** START OF GIVEN RECORDS **
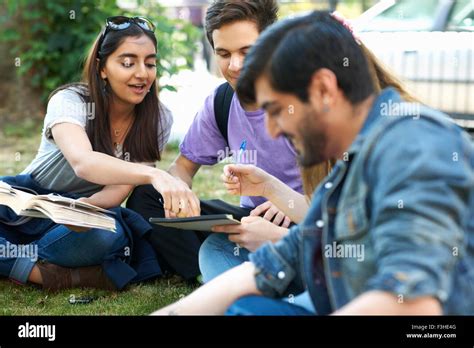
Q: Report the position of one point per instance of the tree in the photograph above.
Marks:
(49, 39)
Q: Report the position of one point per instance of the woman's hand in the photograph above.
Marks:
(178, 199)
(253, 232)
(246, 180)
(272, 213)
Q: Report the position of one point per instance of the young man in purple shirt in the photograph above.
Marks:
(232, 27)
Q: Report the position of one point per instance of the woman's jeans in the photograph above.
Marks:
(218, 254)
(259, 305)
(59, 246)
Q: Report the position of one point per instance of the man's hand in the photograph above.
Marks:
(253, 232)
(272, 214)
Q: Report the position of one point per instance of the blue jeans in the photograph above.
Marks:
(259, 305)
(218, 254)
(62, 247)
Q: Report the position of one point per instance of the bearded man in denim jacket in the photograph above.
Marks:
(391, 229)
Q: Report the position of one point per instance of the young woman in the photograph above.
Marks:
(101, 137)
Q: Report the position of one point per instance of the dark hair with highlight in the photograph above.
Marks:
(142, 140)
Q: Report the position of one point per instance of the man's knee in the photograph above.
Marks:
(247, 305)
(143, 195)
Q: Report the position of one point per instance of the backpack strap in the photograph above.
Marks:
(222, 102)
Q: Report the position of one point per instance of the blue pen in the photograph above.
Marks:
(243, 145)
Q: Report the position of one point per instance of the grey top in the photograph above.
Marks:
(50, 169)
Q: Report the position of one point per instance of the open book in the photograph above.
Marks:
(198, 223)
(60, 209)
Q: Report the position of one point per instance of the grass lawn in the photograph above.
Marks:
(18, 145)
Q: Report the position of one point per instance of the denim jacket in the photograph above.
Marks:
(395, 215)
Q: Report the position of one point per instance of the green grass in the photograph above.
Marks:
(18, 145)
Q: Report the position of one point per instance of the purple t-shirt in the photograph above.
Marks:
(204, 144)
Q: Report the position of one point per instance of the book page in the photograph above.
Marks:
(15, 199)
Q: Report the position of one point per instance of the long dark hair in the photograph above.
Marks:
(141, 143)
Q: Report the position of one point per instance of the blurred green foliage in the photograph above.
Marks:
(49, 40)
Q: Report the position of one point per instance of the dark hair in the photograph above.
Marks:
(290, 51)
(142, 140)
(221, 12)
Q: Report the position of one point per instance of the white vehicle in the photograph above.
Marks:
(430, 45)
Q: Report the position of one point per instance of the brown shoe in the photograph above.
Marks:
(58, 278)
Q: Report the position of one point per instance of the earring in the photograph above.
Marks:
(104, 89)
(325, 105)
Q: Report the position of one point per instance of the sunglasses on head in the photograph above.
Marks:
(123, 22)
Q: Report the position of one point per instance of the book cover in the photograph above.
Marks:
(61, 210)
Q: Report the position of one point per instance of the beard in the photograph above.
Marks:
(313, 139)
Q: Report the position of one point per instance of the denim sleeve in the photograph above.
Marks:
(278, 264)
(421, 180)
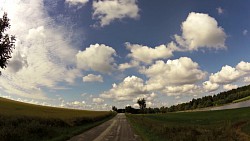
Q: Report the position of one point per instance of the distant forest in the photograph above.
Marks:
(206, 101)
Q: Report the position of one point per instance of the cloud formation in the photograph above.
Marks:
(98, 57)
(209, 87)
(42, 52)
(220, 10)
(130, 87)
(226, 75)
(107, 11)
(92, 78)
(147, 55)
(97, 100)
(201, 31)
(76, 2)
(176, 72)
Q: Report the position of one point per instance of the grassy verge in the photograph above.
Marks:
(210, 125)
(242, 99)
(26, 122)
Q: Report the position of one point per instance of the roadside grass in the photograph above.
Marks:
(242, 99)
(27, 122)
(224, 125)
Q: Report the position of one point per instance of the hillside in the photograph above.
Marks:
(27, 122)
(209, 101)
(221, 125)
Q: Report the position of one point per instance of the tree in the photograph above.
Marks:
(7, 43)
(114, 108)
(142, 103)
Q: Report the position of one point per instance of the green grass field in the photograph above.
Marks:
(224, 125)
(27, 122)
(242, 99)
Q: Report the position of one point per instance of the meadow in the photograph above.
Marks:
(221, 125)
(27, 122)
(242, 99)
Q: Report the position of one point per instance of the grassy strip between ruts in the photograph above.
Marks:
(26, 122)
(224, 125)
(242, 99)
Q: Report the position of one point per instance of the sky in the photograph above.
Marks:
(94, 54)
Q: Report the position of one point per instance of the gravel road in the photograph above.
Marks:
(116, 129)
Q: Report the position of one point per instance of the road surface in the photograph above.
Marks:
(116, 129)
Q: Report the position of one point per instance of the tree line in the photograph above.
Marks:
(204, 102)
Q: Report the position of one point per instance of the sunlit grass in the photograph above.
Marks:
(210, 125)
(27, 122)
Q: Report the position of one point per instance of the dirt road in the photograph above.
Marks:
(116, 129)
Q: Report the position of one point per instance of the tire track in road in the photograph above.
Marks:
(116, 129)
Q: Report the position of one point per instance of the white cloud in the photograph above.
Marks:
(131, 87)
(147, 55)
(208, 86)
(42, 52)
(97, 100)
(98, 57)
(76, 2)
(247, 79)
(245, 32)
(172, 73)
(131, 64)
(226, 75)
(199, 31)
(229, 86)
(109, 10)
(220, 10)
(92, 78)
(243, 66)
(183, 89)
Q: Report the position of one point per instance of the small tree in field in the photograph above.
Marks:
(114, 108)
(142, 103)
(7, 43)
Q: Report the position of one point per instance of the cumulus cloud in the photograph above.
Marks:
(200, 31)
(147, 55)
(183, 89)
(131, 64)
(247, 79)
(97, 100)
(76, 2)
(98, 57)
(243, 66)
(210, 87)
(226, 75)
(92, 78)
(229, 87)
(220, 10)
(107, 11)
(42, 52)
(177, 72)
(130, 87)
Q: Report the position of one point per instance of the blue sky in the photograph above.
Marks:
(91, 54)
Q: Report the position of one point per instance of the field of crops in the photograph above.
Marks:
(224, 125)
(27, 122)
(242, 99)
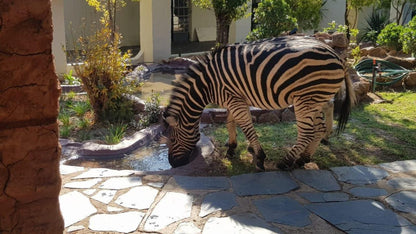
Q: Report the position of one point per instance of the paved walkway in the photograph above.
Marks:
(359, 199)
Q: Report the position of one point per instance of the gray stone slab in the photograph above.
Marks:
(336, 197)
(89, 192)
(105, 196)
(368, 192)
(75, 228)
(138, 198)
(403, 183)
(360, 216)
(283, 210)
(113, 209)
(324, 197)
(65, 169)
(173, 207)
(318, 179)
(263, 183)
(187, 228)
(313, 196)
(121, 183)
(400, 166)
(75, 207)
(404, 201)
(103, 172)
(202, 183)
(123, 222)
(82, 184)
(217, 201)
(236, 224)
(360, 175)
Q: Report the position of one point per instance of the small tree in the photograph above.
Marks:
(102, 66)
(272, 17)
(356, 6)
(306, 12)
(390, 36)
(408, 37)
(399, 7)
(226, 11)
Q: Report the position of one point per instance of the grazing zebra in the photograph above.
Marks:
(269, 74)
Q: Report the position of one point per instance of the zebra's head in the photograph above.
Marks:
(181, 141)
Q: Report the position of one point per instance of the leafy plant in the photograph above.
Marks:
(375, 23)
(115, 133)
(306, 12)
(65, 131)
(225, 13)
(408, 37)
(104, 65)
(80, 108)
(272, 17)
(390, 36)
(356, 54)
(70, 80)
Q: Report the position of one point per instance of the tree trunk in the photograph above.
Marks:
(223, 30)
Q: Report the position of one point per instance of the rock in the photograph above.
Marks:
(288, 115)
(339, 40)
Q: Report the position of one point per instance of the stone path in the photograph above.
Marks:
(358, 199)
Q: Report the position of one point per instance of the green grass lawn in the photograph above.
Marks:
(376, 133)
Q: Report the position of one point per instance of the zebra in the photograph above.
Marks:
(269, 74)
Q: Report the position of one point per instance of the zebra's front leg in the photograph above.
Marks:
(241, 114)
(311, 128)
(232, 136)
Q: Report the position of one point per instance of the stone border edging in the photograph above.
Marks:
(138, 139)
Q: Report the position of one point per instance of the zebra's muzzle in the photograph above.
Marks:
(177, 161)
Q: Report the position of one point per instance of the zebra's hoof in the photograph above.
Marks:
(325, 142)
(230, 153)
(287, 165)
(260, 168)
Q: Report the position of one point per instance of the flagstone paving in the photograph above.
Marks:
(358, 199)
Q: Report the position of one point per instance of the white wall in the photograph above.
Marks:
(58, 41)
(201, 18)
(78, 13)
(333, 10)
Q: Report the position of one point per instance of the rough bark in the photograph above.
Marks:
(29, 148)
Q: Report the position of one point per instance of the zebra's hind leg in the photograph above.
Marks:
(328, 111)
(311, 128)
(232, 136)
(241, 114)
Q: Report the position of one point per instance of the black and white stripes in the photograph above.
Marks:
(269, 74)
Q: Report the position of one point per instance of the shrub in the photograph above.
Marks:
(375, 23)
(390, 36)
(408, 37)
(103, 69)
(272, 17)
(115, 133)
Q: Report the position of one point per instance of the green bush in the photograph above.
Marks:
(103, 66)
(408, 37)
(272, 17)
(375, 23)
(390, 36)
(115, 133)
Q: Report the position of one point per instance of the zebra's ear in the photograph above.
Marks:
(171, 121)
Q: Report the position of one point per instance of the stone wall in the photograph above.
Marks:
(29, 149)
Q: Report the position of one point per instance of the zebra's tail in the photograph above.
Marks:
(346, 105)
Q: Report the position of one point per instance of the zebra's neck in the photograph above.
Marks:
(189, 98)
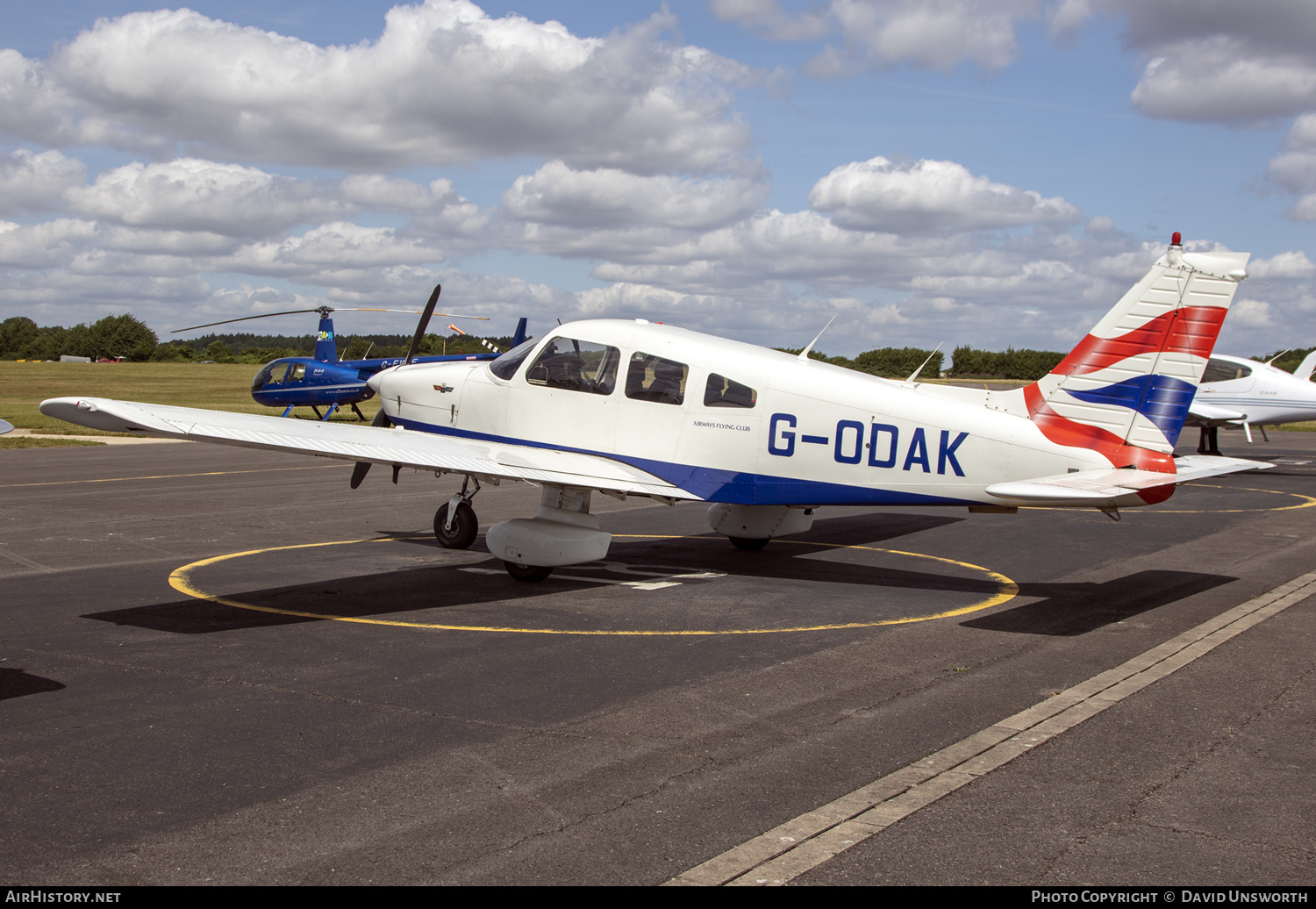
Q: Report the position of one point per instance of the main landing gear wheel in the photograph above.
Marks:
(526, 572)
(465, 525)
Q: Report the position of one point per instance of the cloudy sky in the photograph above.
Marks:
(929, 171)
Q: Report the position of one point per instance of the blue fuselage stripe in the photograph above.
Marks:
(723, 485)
** END OF GIVEN RECORDS **
# [GIVEN INSTRUCTION]
Exactly as written, set down the lines from the line holding "stone wall in the photograph above." to the last line of the data, both ends included, pictures excluded.

# [CORRECT RESPONSE]
Q: Report the position of one point per instance of the stone wall in the photograph above.
Marks:
(29, 149)
Q: Report the position of one point per instance of the zebra's tail in the photograph above.
Marks:
(346, 105)
Q: Report the position of one point per instance of the zebra's neck in the photograph above.
Marks:
(189, 98)
Q: Report the position of one point per instance of the main landing gear wheel in the photograph above.
Marks:
(526, 572)
(465, 525)
Q: Report the position of one point per instance of the cloudy sky in the photograph above.
Marks:
(929, 171)
Q: Report the position of one point per instance of the blue fuselage stripe in the photograph above.
Marks:
(723, 485)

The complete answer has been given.